Work request:
Please output the data exactly, without omitting anything.

Records shown:

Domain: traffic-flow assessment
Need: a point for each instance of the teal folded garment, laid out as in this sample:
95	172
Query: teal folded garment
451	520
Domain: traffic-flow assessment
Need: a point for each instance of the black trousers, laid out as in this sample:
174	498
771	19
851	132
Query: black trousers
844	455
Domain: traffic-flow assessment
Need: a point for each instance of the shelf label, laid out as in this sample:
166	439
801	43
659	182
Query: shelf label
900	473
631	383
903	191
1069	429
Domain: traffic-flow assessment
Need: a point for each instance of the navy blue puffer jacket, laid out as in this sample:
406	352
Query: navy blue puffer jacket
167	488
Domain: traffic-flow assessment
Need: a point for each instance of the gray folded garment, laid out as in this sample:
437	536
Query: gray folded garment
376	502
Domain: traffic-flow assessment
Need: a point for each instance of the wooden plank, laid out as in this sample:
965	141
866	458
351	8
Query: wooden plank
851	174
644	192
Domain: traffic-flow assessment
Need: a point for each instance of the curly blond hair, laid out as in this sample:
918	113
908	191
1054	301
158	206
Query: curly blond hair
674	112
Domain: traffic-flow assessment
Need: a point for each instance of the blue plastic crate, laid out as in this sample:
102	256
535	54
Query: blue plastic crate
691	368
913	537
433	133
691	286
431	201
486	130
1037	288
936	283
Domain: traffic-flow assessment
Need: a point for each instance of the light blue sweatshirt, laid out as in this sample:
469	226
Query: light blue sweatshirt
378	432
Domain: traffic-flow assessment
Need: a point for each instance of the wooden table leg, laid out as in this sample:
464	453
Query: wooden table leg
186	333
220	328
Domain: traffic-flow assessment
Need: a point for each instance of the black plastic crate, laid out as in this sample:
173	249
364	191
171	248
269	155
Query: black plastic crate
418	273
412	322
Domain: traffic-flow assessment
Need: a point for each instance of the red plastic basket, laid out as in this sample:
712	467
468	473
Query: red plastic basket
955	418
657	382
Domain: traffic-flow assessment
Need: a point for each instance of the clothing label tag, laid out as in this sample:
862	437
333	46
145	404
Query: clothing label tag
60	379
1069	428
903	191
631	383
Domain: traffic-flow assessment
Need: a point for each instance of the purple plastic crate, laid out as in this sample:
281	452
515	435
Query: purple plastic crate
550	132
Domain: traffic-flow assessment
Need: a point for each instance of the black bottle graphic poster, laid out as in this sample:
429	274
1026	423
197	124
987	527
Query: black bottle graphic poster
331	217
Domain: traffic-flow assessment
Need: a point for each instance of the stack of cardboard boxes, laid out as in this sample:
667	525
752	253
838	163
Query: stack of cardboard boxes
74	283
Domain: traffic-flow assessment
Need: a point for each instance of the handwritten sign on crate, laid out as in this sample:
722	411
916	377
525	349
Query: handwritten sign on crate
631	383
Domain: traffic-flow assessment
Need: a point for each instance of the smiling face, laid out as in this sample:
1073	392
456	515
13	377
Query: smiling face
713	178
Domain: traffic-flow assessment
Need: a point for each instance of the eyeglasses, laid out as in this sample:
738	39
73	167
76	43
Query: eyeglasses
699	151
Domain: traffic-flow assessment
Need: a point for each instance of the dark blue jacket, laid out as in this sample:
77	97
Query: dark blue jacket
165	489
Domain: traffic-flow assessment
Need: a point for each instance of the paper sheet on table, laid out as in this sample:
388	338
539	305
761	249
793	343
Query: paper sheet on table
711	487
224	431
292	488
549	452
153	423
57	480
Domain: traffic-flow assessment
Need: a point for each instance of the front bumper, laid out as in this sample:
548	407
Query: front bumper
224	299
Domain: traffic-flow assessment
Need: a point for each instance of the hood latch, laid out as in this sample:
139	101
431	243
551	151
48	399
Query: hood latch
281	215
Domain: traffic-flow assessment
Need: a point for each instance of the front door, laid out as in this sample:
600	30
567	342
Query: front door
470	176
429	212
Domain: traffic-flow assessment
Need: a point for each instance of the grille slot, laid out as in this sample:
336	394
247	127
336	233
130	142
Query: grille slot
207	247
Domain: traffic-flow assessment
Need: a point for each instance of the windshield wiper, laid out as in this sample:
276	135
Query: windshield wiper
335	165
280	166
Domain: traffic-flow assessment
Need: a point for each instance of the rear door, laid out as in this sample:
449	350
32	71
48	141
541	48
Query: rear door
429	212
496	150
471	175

Solution for this exercise:
Domain: traffic-flow assessment
Need: a point for each instance of the teal folded garment, laid out as in this sample:
95	172
Query: teal folded garment
451	520
Domain: traffic-flow assessment
Need: a point for each instance of the black trousers, laid out as in this sample:
174	498
771	19
851	132
Query: black trousers
844	455
Domain: traffic-flow assessment
Need: a point for each instance of the shelf label, laid out as in this sample:
166	439
801	43
659	182
Query: shelf label
900	473
631	383
903	191
1069	429
Domain: traffic-flow assessment
Need: a point for each instance of the navy blue puffer jacket, laid out as in this sample:
406	352
Query: navy blue puffer jacket
167	488
Domain: traffic-flow assessment
Need: a point for each instance of the gray folded garment, laid out as in this sample:
437	536
Query: gray folded garment
376	502
Domain: traffic-flow assessment
Need: a point for each instance of the wooden plank, laid out as in this sample:
965	141
866	458
351	8
Query: wooden plank
851	174
644	192
Domain: traffic-flow assessment
Need: a point for each instance of the curly blond hair, laid out as in this sample:
918	113
908	191
1054	301
158	206
Query: curly blond hair
674	112
Domain: traffic-flow assessment
Need: a point for each instance of the blue plastic crate, laid out as in this sample:
102	256
535	54
Query: blue plastic crate
691	368
913	537
433	133
691	286
431	201
486	130
1037	288
936	283
Domain: traffic-flow assessment
Need: a point for each instance of the light blue sweatshirt, laid out as in this sample:
469	226
Query: light blue sweatshirt
378	432
Domain: traffic-flow assessment
Need: a point for each instance of the wooden table leg, laid out as in this sample:
464	453
Query: wooden table leg
186	333
220	328
Domain: traffic-flow assessment
Need: a point for each instance of the black plastic crate, laid out as in this sample:
173	249
364	191
171	248
269	155
Query: black plastic crate
418	273
412	322
Domain: traffic-flow assessment
Need: a point for each instance of the red plastic basket, laid out as in this sample:
712	467
468	473
Query: red plastic basket
955	418
657	382
Domain: traffic-flow assessment
Need: a point for each instance of the clothing label tag, laid out as in this sample:
862	437
333	46
145	404
Query: clothing label tag
60	379
1069	428
903	191
631	383
Domain: traffic-flow assessment
Need: a point for each instance of the purple plastic crate, laid out as in this sample:
281	452
515	435
Query: purple plastic crate
550	132
Domain: traffic-flow assessment
Need: a point for each instance of the black bottle graphic poster, laid out as in this sample:
429	274
1026	423
197	124
987	527
Query: black bottle graphic poster
331	217
Domain: traffic-flow assessment
Need: a point for each instance of the stack of cardboard boxes, laid out as in this sample:
667	525
752	253
838	163
Query: stack of cardboard boxes
74	283
Domain: traffic-flow assessment
Need: a point for each instance of the handwritten sign on crate, laid out as in this sample:
722	411
916	377
525	349
Query: handwritten sign on crate
631	383
Domain: traffic-flow assessment
Need: a point for each instance of the smiling face, laid out as in this sample:
1073	392
456	515
13	377
Query: smiling face
713	178
Domain: traffic-flow assessment
Need: a point for each instance of the eyeglasses, laid out as in this sample:
738	39
73	167
76	43
Query: eyeglasses
699	151
Domain: traffic-flow assessment
Need: a point for each instance of the dark blue jacket, laid out as in this sample:
77	97
Query: dark blue jacket
165	489
Domain: traffic-flow assessment
Need: a point for each instance of the paper sheet on table, laid out as in this sample:
388	338
539	305
761	249
793	343
Query: paper sheet on table
711	487
224	431
292	488
549	452
153	423
57	480
Domain: traffic-flow assessment
Need: a point for each instance of the front bumper, laid out as in this sample:
548	407
Query: front bumper
224	299
Domain: traffic-flow assessment
Need: a point for each instance of the hood latch, laid out as in this sample:
139	101
431	243
551	151
48	399
Query: hood latch
281	215
Domain: traffic-flow assessment
Need: a point for each instance of the front door, laid out as in this sample:
600	30
567	342
Query: front door
470	176
429	212
Domain: traffic-flow assessment
Need: a point for each instance of the grille slot, laid out as in this sample:
336	394
247	127
336	233
130	142
Query: grille slot
207	247
Domain: traffic-flow assessment
Need: a point for each instance of the windshield wiper, laid out as in this sample:
276	135
Query: windshield wiper
335	165
280	166
Domain: traffic-flow assessment
Need: a point for each instance of the rear door, laid out as in this sample:
449	350
32	71
48	141
541	48
Query: rear door
429	212
496	150
471	175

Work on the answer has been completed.